Text block: Begin

WATT: Weight Average Test Time Adaptation of CLIP
摘要
评审与讨论
The authors introduce a Test-Time Adaptation technique named Weight Average Test-Time Adaptation (WATT) for Vision-Language Models (VLMs) such as CLIP. WATT is the proposed method that improves test-time adaptation by borrowing ideas from different text prompt templates to develop pseudo-labels for model updates and also carrying out weight averaging so as to consolidate learned information from those generated labels. The approach is tested across different datasets, revealing its capacity to boost performance without any further metamorphosis of the model or additional trainable modules.
优点
- The novelty of the study is that it proposes a novel test-time approach. It involves averaging weights while using varying text prompts which deviates from the conventional TTA techniques— making it a high-quality extension to existing TTA methods.
- It ensures quality by using rigorous experimental setup: involving thorough evaluations on various datasets, with good performance demonstrated by improvements over the current leading techniques.
- It maintains clarity in its presentation: both of methodology and results. This has been made possible by visual aids and detailed elaborations that ensure better understanding, thus though we still need to work more on this document to achieve perfection.

Text block: End

Activity: Copy out everything in the WATT review from "WATT: Weight Average" down to "additional trainable modules.". The listing is separate material, unconnected to the WATT review.

The data: Begin

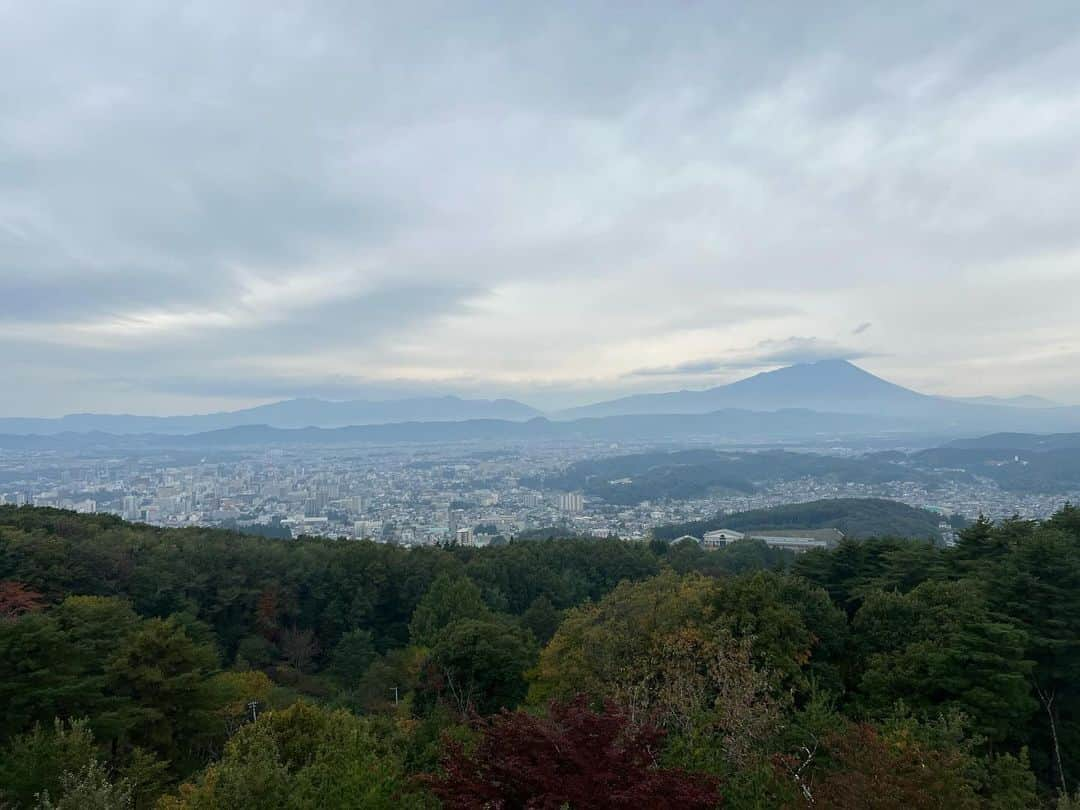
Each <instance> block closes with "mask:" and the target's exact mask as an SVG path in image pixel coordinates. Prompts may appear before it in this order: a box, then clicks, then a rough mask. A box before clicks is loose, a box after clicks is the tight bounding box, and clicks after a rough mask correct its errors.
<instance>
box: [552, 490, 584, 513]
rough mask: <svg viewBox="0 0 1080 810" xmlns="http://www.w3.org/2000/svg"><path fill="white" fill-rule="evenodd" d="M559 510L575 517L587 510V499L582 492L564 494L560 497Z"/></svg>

The data: End

Task result:
WATT: Weight Average Test Time Adaptation of CLIP
摘要
评审与讨论
The authors introduce a Test-Time Adaptation technique named Weight Average Test-Time Adaptation (WATT) for Vision-Language Models (VLMs) such as CLIP. WATT is the proposed method that improves test-time adaptation by borrowing ideas from different text prompt templates to develop pseudo-labels for model updates and also carrying out weight averaging so as to consolidate learned information from those generated labels. The approach is tested across different datasets, revealing its capacity to boost performance without any further metamorphosis of the model or additional trainable modules.